* **STORED ROWS**:
_ _ _ _ _ _ _
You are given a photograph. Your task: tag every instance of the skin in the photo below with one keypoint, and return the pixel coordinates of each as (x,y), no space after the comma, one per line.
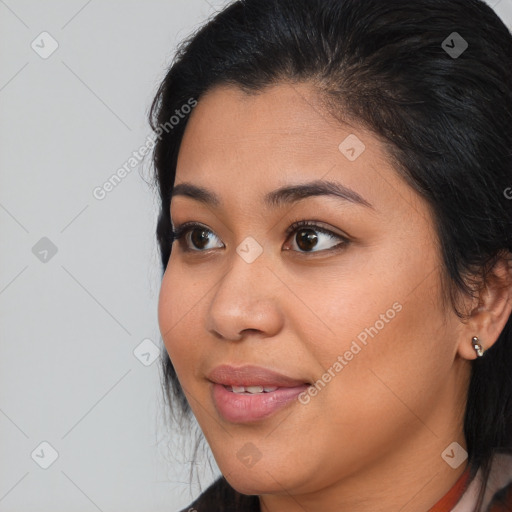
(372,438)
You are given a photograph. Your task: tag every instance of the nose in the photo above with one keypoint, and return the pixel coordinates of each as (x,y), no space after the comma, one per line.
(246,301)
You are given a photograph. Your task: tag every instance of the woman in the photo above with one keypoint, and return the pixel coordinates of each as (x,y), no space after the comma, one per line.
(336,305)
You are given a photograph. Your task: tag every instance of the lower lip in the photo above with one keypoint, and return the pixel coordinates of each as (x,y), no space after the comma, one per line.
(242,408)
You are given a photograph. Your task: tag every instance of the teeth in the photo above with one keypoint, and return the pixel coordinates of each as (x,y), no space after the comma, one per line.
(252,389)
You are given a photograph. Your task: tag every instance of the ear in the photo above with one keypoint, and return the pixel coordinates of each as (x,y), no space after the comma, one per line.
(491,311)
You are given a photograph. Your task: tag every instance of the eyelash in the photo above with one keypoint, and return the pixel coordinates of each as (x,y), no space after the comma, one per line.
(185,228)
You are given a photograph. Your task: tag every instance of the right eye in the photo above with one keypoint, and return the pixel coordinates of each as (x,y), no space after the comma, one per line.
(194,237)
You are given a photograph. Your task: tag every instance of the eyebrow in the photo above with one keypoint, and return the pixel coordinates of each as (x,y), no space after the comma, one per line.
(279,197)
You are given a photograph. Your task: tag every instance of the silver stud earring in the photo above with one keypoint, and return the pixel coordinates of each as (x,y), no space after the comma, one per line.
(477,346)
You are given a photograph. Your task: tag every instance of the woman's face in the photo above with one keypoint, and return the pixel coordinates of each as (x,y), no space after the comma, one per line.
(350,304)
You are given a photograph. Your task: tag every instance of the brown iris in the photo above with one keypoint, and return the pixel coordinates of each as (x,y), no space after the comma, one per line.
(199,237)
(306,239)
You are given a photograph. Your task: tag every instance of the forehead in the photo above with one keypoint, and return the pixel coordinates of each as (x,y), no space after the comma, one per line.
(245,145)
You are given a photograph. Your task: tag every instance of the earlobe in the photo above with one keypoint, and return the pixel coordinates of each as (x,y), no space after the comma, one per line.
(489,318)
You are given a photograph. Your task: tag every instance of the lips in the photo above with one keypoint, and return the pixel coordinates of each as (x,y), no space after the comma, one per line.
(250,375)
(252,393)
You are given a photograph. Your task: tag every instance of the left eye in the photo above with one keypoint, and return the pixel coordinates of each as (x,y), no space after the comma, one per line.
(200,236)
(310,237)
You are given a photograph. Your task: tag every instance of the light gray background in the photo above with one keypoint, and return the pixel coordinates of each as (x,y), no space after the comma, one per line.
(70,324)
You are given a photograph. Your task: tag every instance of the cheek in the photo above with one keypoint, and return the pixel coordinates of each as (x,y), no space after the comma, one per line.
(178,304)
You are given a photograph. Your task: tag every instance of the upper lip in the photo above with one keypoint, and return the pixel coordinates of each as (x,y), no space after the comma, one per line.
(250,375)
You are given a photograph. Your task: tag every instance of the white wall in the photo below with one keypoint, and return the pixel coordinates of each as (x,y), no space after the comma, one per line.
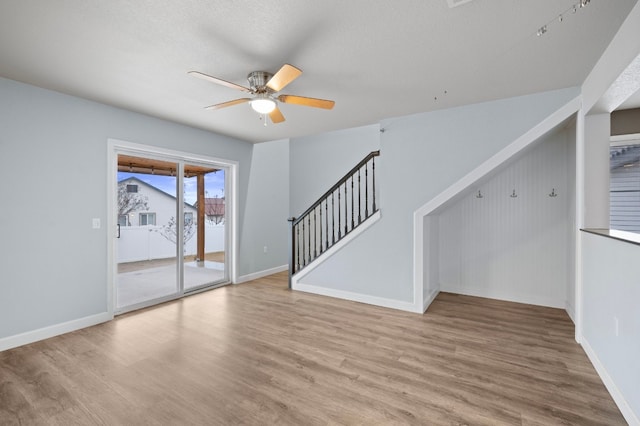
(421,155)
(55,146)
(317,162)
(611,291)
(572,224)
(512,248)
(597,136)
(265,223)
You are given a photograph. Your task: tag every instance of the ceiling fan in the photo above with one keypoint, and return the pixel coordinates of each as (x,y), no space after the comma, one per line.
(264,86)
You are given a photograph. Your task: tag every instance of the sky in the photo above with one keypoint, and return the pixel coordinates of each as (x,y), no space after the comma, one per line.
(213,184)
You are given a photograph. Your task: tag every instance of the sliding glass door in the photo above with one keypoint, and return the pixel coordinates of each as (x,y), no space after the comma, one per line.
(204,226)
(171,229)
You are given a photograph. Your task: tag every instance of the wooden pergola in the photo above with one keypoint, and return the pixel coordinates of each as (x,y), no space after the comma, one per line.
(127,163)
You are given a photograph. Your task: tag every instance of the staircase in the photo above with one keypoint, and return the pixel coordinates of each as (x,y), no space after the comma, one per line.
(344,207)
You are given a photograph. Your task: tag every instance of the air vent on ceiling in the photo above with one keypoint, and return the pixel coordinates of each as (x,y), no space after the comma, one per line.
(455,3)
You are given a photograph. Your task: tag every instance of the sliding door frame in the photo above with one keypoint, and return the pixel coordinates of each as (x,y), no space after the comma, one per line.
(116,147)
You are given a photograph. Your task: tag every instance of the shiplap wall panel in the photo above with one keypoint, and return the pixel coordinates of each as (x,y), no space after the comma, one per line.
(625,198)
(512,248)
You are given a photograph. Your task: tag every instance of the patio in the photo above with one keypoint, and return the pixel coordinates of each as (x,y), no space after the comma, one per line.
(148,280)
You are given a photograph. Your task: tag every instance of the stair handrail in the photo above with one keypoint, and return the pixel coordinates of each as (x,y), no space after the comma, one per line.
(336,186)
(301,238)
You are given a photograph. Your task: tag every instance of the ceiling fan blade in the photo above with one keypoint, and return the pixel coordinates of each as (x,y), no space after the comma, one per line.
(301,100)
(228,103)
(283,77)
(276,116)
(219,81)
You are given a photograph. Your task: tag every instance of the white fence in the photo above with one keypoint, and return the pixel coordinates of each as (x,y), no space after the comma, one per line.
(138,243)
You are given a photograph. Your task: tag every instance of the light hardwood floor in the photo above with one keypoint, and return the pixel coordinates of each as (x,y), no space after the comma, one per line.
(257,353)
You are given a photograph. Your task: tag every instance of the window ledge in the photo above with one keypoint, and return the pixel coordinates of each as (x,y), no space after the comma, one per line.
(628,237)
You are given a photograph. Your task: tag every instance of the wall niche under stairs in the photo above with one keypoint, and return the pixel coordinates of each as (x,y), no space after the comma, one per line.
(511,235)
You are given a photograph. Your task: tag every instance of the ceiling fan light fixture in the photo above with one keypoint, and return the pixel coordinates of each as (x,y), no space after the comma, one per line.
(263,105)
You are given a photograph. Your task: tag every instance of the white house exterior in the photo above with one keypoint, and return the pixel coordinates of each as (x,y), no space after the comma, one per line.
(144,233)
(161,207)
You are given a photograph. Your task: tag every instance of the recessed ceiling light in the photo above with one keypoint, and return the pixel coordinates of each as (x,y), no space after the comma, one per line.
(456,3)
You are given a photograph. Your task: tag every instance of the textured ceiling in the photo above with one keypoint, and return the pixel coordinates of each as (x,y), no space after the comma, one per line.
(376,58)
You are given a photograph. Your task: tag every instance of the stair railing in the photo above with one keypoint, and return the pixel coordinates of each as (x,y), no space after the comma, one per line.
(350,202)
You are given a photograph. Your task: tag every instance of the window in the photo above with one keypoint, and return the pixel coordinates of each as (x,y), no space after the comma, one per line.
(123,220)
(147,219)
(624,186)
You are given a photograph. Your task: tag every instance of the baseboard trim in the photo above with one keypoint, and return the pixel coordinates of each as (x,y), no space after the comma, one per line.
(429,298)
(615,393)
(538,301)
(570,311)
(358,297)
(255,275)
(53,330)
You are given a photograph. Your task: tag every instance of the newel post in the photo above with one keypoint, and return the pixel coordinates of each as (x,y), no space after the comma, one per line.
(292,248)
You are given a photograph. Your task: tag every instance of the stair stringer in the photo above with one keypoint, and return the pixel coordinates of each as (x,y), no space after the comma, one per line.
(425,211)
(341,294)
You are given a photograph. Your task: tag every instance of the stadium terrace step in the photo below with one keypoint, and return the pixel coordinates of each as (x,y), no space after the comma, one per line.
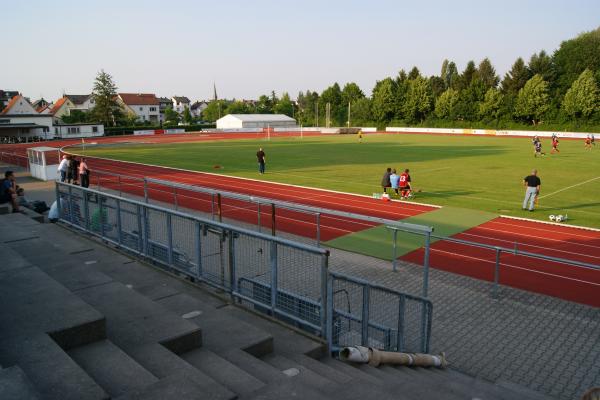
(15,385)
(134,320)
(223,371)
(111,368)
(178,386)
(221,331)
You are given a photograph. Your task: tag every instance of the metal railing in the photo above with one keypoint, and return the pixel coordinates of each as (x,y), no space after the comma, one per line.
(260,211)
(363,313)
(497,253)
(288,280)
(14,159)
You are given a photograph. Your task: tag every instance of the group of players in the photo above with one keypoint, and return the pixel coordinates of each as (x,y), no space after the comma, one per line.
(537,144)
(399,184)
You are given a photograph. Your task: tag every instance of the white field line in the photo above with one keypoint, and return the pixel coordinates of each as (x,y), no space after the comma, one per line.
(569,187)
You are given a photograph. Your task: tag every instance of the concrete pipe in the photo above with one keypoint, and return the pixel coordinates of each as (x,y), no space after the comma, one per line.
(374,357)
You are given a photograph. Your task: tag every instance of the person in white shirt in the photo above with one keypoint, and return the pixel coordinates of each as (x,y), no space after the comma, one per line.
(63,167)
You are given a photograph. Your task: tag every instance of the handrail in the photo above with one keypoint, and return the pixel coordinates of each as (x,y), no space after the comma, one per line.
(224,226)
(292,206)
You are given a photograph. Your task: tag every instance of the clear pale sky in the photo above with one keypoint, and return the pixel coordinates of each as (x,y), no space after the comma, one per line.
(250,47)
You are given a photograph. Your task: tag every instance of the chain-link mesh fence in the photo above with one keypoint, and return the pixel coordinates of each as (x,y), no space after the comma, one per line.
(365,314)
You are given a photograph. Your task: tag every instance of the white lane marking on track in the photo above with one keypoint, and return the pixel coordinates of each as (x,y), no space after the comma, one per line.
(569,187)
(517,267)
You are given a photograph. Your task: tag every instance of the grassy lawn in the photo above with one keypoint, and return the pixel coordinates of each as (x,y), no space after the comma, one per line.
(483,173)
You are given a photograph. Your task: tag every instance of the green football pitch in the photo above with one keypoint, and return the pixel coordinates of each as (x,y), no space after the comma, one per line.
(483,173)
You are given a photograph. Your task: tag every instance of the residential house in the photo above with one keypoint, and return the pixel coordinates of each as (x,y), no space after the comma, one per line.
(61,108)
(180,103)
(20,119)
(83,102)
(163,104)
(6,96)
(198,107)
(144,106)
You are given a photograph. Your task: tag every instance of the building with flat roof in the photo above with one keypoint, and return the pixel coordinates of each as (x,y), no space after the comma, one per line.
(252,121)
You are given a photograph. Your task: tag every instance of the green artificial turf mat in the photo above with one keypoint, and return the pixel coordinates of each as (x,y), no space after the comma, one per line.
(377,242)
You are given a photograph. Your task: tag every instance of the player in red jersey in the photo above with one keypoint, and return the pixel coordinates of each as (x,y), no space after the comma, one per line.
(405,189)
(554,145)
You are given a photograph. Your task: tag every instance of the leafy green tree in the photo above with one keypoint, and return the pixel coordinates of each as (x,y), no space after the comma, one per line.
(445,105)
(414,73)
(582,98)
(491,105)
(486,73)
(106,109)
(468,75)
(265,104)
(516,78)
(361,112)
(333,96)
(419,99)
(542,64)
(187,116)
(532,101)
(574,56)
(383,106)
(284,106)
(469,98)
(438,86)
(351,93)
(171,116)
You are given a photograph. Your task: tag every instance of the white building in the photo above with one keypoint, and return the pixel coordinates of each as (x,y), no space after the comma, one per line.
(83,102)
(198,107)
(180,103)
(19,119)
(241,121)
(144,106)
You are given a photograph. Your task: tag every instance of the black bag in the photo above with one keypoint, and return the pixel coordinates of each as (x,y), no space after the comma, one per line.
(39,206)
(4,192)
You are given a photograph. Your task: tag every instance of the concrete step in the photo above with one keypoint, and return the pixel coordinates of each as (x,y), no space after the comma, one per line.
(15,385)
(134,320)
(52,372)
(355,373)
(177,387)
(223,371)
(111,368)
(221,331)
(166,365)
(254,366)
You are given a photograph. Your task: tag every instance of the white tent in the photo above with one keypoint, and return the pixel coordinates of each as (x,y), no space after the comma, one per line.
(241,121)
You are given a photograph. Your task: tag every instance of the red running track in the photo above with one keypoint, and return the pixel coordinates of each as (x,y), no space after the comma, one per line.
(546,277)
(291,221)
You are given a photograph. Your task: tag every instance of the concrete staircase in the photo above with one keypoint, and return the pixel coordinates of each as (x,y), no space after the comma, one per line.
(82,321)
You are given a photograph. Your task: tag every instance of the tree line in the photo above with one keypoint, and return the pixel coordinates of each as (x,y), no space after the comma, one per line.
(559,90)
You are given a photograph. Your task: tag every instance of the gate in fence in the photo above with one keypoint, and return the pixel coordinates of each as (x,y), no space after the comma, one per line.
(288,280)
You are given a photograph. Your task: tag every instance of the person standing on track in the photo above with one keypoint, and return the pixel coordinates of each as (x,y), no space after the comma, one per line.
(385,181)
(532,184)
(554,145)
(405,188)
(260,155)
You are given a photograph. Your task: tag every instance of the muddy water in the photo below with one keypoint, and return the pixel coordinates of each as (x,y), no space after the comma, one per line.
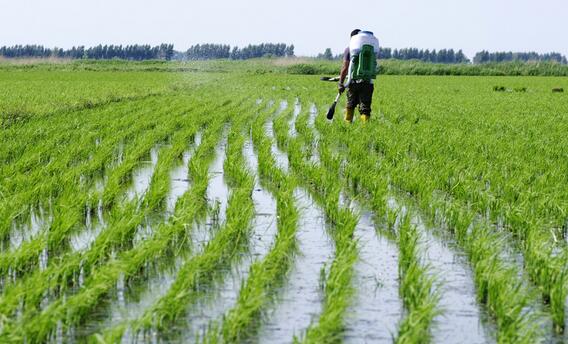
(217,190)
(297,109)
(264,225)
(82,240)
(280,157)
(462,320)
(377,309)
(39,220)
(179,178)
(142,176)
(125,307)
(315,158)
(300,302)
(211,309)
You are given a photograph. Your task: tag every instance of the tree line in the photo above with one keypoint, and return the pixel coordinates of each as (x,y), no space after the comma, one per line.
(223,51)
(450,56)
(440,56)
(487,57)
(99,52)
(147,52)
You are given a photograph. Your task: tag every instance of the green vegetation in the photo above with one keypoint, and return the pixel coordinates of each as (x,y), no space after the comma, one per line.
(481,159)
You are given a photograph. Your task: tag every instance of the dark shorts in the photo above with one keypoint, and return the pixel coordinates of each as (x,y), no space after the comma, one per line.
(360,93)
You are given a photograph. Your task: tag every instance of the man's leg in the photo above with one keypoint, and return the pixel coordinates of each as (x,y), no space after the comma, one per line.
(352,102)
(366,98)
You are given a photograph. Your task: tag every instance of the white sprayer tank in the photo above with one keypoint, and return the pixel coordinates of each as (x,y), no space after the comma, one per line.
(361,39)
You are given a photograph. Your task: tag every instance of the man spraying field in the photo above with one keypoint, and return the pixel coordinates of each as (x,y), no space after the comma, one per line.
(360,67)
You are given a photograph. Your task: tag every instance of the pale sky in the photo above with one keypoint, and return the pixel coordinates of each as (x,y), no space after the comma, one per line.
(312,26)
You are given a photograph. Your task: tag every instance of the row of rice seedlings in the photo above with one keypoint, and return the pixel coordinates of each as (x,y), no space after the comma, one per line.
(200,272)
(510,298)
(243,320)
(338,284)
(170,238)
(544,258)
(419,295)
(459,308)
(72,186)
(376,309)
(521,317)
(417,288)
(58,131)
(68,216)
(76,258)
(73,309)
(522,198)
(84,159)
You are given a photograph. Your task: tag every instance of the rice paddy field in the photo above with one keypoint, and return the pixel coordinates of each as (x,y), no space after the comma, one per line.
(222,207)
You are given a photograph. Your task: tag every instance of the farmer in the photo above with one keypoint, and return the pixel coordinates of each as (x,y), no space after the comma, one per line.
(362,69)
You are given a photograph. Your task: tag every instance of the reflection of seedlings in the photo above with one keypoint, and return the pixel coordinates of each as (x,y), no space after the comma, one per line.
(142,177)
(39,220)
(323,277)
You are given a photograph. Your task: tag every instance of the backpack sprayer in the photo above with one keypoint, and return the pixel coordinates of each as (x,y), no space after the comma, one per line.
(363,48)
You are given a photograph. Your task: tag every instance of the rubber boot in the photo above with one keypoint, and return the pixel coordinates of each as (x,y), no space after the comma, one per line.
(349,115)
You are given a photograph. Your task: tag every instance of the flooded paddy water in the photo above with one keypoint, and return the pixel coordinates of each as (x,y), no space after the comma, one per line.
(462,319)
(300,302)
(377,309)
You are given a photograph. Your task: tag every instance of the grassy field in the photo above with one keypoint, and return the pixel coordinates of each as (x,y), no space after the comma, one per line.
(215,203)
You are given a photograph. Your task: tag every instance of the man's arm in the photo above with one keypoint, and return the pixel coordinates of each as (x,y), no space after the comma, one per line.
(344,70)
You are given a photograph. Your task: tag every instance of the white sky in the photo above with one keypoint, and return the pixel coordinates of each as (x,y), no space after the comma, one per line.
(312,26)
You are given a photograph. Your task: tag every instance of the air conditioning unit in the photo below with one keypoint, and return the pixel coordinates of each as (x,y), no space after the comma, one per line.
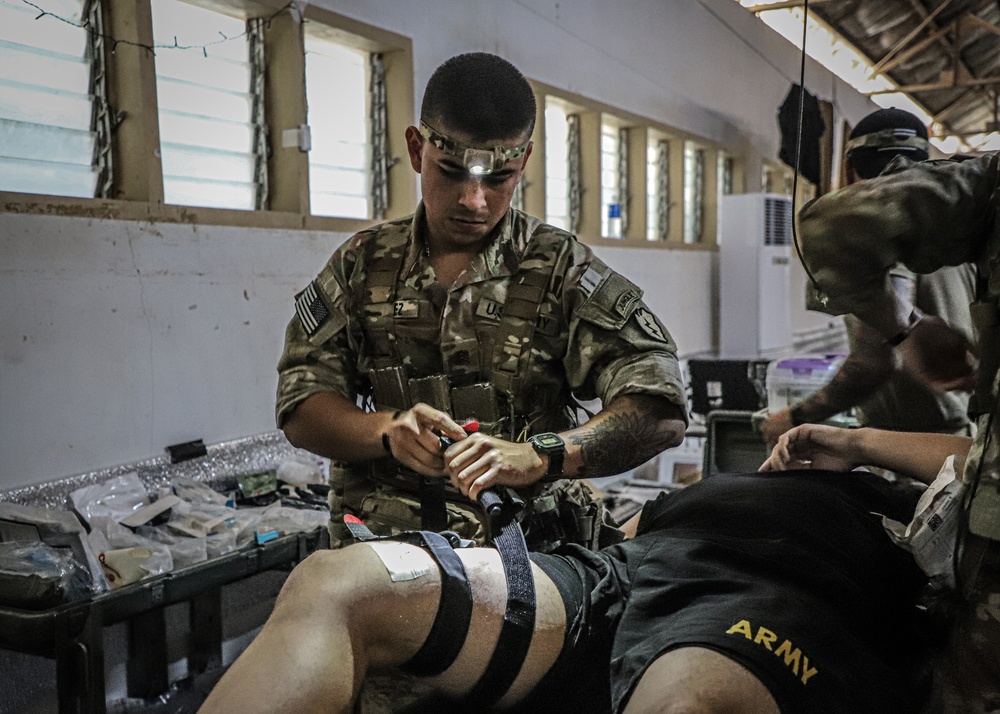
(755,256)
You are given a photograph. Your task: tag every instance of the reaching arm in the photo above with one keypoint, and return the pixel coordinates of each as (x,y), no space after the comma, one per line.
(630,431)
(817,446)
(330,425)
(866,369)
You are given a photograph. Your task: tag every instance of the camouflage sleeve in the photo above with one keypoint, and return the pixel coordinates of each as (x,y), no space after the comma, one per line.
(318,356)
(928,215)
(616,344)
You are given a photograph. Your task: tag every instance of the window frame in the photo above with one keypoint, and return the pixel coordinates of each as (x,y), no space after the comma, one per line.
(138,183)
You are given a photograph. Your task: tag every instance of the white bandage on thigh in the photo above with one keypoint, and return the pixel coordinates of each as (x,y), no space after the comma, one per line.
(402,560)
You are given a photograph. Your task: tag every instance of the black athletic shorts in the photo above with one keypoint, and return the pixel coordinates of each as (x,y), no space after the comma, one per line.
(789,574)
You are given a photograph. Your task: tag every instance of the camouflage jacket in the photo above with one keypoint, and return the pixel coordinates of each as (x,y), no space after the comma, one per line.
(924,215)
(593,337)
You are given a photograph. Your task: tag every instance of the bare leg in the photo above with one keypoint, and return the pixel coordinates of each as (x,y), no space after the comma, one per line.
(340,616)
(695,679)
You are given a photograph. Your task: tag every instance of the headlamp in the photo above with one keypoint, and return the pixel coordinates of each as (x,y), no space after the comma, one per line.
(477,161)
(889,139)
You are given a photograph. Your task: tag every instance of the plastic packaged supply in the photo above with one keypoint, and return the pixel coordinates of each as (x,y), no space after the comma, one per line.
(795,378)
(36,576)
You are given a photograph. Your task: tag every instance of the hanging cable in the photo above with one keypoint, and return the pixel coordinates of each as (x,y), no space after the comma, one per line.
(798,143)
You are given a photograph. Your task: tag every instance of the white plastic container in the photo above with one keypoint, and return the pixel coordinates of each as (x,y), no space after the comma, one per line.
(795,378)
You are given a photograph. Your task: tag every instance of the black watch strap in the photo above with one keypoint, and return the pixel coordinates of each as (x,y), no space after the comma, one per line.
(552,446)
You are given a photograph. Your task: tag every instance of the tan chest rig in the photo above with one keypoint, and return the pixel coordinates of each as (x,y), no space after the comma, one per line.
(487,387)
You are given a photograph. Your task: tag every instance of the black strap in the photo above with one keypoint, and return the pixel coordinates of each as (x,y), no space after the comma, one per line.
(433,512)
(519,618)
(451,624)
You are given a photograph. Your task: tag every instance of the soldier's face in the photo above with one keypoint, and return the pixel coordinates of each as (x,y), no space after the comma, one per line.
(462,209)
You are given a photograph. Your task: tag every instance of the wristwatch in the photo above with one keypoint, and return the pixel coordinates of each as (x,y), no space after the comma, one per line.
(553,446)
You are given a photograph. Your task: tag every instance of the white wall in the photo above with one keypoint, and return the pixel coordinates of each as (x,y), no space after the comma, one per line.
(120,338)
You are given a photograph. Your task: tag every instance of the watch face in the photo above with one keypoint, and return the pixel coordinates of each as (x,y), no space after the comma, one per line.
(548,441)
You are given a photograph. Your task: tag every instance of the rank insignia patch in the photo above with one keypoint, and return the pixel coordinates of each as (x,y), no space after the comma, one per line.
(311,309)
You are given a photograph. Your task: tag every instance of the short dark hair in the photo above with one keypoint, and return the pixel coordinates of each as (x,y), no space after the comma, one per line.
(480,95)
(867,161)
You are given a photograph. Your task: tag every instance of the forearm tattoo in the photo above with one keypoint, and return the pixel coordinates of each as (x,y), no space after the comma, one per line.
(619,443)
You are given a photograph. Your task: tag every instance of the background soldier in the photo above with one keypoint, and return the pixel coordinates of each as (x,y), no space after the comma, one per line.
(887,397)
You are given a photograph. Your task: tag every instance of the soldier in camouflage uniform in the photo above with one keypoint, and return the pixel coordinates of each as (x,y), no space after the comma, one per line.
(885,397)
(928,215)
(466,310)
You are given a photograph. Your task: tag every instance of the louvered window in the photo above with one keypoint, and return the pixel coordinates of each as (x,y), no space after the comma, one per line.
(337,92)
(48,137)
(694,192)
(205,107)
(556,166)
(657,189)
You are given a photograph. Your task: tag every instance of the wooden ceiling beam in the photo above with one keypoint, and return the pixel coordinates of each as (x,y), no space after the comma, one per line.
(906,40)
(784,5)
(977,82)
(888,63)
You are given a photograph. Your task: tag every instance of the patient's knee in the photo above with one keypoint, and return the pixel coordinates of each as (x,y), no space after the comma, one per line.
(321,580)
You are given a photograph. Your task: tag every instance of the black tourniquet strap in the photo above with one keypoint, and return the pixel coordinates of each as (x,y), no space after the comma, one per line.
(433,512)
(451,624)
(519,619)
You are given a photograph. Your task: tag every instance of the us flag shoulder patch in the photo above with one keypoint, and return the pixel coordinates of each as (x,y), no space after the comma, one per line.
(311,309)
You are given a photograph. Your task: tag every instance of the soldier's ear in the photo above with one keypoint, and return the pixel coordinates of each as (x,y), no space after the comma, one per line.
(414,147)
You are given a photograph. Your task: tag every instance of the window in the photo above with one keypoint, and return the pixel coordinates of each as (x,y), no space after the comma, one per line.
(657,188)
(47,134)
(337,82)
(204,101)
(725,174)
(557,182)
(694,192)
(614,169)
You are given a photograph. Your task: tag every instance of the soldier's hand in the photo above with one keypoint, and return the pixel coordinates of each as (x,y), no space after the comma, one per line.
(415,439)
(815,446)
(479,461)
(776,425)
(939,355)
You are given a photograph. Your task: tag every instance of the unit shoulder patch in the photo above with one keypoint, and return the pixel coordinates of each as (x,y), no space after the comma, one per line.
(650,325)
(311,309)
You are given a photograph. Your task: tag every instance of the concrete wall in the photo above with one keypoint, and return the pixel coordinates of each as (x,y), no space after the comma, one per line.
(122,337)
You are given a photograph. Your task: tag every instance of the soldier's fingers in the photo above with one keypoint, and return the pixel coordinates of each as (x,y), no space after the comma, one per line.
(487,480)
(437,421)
_ _ _ _ _ _ _
* **BRIEF**: Reproduce only the lines between the line containing "the us flag" and the last line of the records, those two lines included, exactly.

* **RESPONSE**:
You are given a photograph. Your task: tag every instance of the us flag shoulder patch in the photo above with one keypoint, and return the pixel coordinates of each as (x,y), no space after the comma, one per line.
(311,309)
You are given a photograph. Your task: tag every instance of the soldier's ear in the photo above with one keypoint, and return the pixel coordinates of each as (x,y), no space after the comma, one per line.
(414,147)
You are given a photograph. Your task: tag every instance of the window in the photo above with one keypoint, and return the pixel coordinates of each as (x,y), no space after the comma, one per line.
(657,188)
(47,134)
(337,82)
(204,101)
(725,174)
(557,182)
(694,192)
(614,169)
You are given a photograph. Your task: tag every instance of the soldier's hand in the photo above with one keypoint, and return the pixel coordinates of each as (x,y), no space after the comma, one per line.
(415,439)
(815,446)
(479,461)
(776,425)
(939,355)
You are given a photograph. Your task: tag every instance of the unit shoulder patch in the photo above with one keypoint, and return the pixel coordinates of each as (x,y), no space after the comma, one per line.
(650,325)
(311,309)
You are given a photograph. Your task: tag every instance of the concrete wall in the photo above with one keypoint, and return the pixel coordinates of each as (x,y), no space after the comma, one per line.
(122,337)
You are given a photograph. Your task: tag every instance of the soldier's fingers in the photo above with one keypoint, and return the pixel coordinates of each as (x,y), no space after the comma, one per line.
(487,480)
(437,421)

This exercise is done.